• THE PROBLEM:
Please reproduce every one of the rows below, requests included, with each point coordinate in the answers shifted by -129. Keep the numbers in the requests and their format samples as they are, and leave the pictures out of your answer.

• MATERIAL FOR THE TASK:
# # #

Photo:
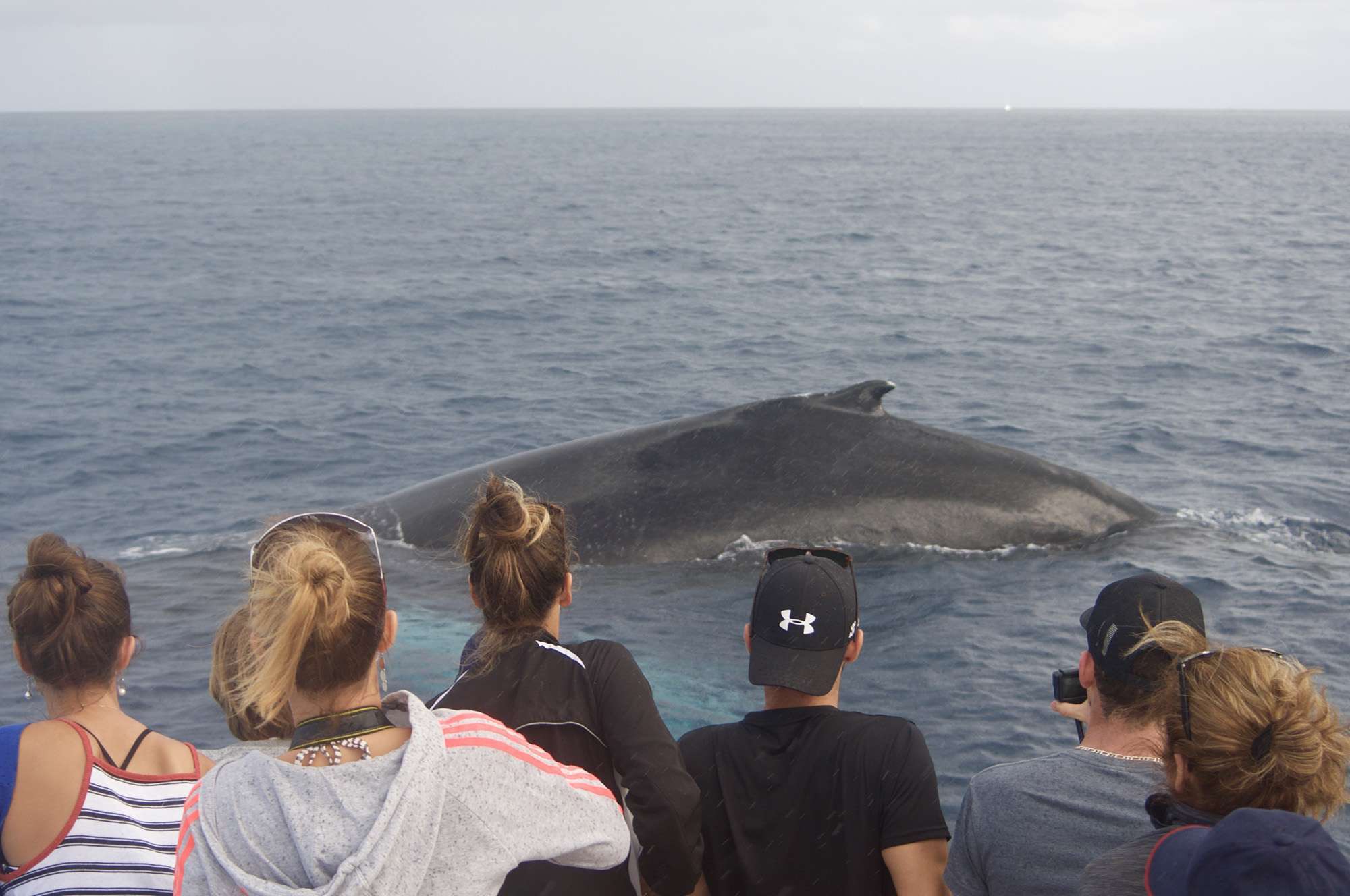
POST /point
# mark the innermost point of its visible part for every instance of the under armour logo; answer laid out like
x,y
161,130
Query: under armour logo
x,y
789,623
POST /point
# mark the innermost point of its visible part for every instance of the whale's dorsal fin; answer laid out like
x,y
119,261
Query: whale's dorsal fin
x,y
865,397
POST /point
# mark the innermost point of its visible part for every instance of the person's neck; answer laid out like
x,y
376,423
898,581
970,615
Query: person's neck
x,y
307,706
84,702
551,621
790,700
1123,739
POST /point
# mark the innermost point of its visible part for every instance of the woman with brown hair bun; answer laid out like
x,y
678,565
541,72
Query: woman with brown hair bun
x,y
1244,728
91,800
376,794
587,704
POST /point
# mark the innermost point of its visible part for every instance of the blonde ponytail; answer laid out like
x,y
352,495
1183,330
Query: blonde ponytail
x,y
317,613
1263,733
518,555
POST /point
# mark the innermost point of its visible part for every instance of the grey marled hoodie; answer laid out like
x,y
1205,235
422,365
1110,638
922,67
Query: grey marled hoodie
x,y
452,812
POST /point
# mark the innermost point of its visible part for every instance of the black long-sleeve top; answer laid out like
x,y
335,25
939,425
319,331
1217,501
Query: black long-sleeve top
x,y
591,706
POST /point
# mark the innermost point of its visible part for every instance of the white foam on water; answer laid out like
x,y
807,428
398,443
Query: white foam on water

# # #

• COMPLETED EXERCISE:
Photo:
POST /point
# mark the innermost point of its visible part for every instance of the under armour logo; answer laid out like
x,y
161,130
Query: under armour logo
x,y
660,494
POST /point
# mark the innermost point of its visible part for every instance of the whale's dorsal fin; answer laid out like
x,y
119,261
Query: whale's dorsal fin
x,y
736,268
POST /point
# mark the innermost point of its visible part for every instance of the person's neck; answer laid out like
x,y
376,423
898,581
970,615
Query: person's neck
x,y
178,577
-45,573
422,492
661,571
994,610
POST /point
# mark the innermost point of its visible part for every instance of the woman with brown hair bun; answer laid out like
x,y
678,565
541,72
Query: woman with brown hair bun
x,y
1115,599
-38,671
247,665
458,575
POST /point
# mark the innermost point of its visible part for every instance of the blonde ponytail; answer laid out like
x,y
352,495
1183,330
Query: blonde ponytail
x,y
188,484
1134,604
389,426
POST /point
# mark the innermost point of its visible part for every instance of the grey marled hoodie; answer laid out like
x,y
1205,235
422,365
1110,638
922,67
Query: grey marled hoodie
x,y
323,683
POST /point
# mark the innermost point of its visible part for every instance of the black long-sleeve top; answer laid out like
x,y
335,25
939,425
319,331
1217,501
Query: black long-sleeve top
x,y
462,577
POST /point
# mark the innermost point of its visible part for every instance of the white foam on water; answer laid out like
x,y
807,428
398,443
Query: white foam on water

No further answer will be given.